TASKS =>
a. Before the article on hunting, shooting, and fishing pro staff and the material, condense the paragraph beginning "You either know one, are one" into a short bulleted list that keeps its main facts.
b. Above the article on hunting, shooting, and fishing pro staff and the material, carry the article forward in its own voice from its last sentence.

SOURCE EXCERPT =>
☆ ☆ ☆ ☆ ☆

What Does Hunting, Shooting, or Fishing “Pro Staff” Really Mean?
By: Weston Schrank Stone Road Media’s Content Marketing Manager
You either know one, are one, or want to be one. This industry is filled head to toe with hunting, shooting, and fishing pro staff members. To anyone that “wants to get an outdoor industry job” it’s the first place to start. It is a gateway into the industry, but it’s also a tough and confusing and almost always frustrating road if that is your end goal. No, you will not hunt for a living, you will not make money (at first), and you will most likely spend more money. Ask yourself this…
“All of the work, time, and money, for what, A title? Is that worth it? Is it worth it to the company? What really is becoming a “pro staff” about?”
Let me go ahead and clear up any confusion…this will not be your normal blog on “how to become a pro staff of the ____ company”. Sure I will cover that, but in reality, any of the material that is out there associated with a pro staff query comes from the manufacturers/brands themselves on the subject. I’m here to tell you that they are not always right! If at all, the best information (as it often comes down to) is available in a forum, where there is an actual discussion taking place from people with experience. However, as you will discover when reading this blog there is a bigger problem at the heart of this issue that the brands, manufacturers, pro staff managers, and even forums can’t touch. There is a huge rift between the understanding of what a pro staff is, what their duties are, and what the compensation should be for the relationship.
What or Who is Pro Staff?
Every other piece on this subject leads, is dependent upon, and finishes around the same boring piece of information…the “pro” in pro staff is for promotional not professional. You’re not a pro hunter you are just a promotional staff member. Or the information proceeds into the different levels of “field staff”, “pro staff”, then actual sponsorship…and that’s about all the material you will get. You’ve been there, read that, or wrote that depending on who you are.

☆ ☆ ☆ ☆ ☆

RECORD EXTRACTS =>
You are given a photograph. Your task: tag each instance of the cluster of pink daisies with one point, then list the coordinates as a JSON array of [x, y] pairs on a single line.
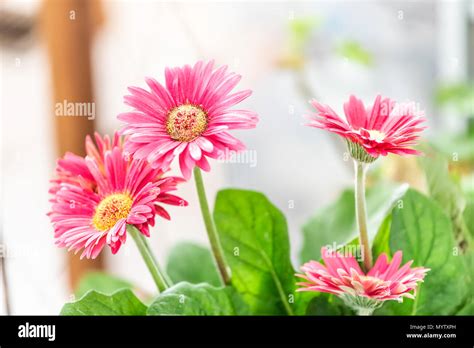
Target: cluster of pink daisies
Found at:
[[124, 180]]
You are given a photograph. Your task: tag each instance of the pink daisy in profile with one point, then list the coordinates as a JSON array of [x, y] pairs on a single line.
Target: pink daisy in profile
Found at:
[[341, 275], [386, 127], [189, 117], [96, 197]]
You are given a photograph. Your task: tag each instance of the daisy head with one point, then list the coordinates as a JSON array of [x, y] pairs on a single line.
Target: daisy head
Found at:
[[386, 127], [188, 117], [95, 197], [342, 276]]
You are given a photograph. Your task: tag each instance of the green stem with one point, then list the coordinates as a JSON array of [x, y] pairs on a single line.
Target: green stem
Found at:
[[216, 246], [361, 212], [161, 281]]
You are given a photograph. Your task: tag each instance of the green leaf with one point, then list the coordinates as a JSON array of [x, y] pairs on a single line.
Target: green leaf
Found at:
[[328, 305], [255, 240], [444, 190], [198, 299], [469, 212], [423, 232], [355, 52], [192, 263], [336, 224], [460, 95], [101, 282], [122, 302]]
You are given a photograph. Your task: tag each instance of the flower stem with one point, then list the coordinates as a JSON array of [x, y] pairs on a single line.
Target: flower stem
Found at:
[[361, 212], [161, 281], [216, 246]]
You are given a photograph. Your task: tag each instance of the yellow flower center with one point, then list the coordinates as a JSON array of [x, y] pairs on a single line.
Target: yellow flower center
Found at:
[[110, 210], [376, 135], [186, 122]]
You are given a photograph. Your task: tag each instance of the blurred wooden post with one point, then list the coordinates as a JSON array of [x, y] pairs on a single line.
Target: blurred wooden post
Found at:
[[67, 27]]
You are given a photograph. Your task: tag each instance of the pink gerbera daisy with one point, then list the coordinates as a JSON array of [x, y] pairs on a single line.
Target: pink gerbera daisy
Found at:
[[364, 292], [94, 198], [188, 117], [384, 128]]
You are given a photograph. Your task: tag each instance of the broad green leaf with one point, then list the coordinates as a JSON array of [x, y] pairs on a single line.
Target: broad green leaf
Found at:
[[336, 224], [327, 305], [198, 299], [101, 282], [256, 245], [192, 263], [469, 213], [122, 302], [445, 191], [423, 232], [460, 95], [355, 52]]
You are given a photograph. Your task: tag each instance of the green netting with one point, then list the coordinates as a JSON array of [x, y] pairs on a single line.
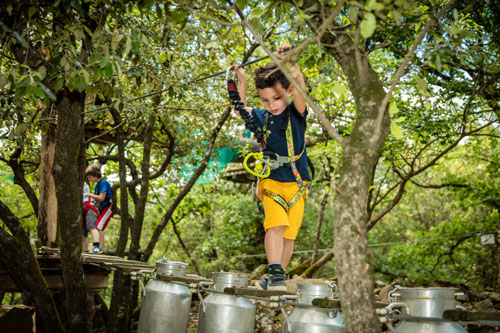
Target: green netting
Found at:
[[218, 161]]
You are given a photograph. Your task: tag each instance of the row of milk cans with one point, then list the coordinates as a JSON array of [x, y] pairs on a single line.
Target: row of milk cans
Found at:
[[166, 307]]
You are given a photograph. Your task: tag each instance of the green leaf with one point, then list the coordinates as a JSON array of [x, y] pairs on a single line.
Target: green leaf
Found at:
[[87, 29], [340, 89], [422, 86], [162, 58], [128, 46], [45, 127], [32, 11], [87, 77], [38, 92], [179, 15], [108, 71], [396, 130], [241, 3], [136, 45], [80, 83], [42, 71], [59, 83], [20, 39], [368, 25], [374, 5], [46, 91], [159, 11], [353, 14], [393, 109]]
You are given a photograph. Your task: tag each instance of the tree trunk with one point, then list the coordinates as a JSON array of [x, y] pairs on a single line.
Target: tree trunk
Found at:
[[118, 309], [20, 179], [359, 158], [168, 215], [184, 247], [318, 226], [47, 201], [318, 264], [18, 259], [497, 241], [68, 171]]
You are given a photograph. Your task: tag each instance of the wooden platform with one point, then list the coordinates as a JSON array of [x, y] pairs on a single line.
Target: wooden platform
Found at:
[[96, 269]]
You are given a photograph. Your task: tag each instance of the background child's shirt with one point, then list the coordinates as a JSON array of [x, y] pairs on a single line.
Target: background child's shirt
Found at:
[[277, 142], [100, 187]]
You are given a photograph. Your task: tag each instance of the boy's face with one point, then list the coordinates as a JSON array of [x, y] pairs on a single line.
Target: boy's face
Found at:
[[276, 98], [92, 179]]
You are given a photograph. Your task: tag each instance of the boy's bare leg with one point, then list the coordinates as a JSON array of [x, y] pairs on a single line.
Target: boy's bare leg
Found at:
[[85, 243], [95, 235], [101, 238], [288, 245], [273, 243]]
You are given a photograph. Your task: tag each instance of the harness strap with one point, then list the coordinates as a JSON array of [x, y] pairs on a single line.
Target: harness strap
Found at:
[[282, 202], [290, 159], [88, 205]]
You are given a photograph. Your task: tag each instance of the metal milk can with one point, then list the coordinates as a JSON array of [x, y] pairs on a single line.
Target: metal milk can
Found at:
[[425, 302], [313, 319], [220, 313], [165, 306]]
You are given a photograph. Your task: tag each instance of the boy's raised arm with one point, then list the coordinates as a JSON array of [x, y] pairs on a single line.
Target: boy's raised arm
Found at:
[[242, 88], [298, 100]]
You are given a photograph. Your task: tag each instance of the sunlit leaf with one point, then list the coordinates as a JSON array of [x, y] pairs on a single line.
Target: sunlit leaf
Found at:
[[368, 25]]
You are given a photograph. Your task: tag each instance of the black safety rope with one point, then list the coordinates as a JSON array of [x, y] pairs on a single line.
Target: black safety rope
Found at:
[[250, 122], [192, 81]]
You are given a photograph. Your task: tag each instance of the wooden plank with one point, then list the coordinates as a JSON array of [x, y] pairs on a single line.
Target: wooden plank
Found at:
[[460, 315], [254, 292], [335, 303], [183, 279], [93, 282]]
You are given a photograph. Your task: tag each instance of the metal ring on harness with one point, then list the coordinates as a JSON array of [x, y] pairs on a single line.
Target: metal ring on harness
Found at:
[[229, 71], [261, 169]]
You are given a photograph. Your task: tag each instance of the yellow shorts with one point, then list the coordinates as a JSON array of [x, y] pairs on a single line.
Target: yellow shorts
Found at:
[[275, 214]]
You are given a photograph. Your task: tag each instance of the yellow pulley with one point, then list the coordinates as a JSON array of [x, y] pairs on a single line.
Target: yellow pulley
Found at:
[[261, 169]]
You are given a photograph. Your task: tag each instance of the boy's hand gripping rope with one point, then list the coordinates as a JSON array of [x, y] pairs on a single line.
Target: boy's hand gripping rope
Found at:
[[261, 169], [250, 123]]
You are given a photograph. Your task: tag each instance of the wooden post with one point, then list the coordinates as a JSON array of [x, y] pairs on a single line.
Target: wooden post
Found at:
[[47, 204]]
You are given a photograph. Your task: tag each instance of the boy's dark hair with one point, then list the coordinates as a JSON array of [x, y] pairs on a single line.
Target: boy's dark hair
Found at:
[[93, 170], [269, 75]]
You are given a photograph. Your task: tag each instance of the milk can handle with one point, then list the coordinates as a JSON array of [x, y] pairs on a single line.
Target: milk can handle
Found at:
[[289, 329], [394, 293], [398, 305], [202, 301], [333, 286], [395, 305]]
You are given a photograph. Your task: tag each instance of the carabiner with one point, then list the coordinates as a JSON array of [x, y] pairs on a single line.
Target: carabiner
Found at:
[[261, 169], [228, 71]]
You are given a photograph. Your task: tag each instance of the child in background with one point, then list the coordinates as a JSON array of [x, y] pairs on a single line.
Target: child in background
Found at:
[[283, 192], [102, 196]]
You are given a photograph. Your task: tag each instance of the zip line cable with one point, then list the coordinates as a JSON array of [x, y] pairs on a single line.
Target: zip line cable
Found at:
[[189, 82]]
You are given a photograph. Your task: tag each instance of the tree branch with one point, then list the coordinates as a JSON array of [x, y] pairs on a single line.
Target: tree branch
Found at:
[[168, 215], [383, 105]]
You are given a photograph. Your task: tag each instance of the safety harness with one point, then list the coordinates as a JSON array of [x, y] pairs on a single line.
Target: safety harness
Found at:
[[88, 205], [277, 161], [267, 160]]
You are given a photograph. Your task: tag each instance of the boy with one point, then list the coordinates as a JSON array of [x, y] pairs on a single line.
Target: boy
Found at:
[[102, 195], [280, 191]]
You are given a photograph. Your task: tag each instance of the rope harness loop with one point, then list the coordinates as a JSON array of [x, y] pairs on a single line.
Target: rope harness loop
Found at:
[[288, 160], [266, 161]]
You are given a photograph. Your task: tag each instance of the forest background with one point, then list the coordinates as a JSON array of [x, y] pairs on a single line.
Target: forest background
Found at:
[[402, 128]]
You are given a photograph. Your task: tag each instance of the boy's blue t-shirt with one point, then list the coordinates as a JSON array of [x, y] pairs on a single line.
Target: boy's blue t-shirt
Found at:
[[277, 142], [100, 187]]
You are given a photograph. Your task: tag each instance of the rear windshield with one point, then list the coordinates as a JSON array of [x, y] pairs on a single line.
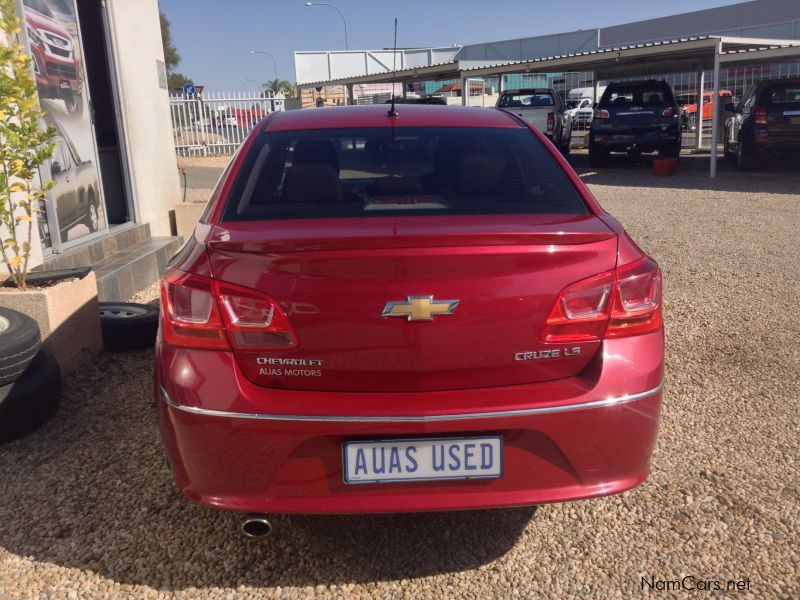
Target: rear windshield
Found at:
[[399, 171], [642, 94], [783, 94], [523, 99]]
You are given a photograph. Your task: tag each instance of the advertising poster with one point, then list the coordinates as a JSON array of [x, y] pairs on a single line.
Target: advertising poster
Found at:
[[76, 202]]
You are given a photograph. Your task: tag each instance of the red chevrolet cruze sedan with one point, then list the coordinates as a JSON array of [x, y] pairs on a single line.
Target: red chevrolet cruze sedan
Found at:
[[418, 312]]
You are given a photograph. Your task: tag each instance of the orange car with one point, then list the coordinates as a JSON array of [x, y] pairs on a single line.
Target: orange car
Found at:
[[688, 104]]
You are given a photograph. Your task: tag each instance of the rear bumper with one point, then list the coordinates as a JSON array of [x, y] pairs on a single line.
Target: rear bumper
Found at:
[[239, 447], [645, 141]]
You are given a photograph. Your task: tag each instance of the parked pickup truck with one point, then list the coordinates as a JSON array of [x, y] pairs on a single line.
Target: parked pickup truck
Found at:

☆ ☆ ☆ ☆ ☆

ANSWERS TO THE EXERCISE =>
a.
- The hunting, shooting, and fishing industry is full of pro staff members.
- For anyone wanting an outdoor industry job, pro staff is the first place to start.
- It is a gateway into the industry, but a tough, confusing, and almost always frustrating road if a job is the end goal.
- You will not hunt for a living or make money at first, and you will most likely spend more money.

b.
I’ve heard every side of the spectrum…from “elite pro staff” explaining ”don’t let camo company B throw you around, your more valuable than a simple discount”, to manufacturers coming off as annoyed saying “ we are camo company B…you give us this, this, and this, for cross promotion and a % discount” and all with little option for a rebuttal. Now before I get slammed from each side for this piece I will say this, this industry isn’t what it actually seems.
The Real Issue
At the pro staff level, there is a severe tainting of a few valuable members with skills, mixed with a majority of members that grab the title, free gear or discount, and run never to be heard from again. At the manufacturers/brand level, there is often a too good for you mentality that will rub anyone the wrong way. Now before a few pro staff managers comment, do not assume you are always on the right. Improperly managed pro staff has come to form the problem itself…you don’t trust your pro staff to deliver, do you? If you answer yes then you might have the application process and management skills in place, but you still may not get the complete picture.
In reality…most people will arrive at this blog because the term has been thrown around, beaten, chewed up and spit out by just about everyone in this industry. “So what, just another pro staffer”…we here it all too often. So what is the real issue here?
Now before you get too ticked off let me say this, a soon to be or existing pro staff member, as well as the pro staff manager of a brand/manufacturer will, in fact, benefit from this read. No, I’m not a pro staff manager, I’m also not a pro staff member(in title). In this blog let’s just say I’m someone that understands the value of what the relationship is based upon…CONTENT. My hope is to explain this value, the relationship it develops between companies and their pro staff, as well as show you what hunting and fishing content looks like when used to its full potential.
Hunting, Shooting, and Fishing Pro Staff Content
Essentially having a position on a company’s pro staff means that you are promoting the brand. The understanding here is that you receive benefits, and provide the company content that they in turn use to promote their brand. Now, up to this point, a great deal of content had to be wasted. The outdoor industry is just now starting to finally sink teeth into digital marketing, and even now it is still a longshot to the optimal use of content. So it is no wonder the term of pro staff and the relationship is so confusing and skewed.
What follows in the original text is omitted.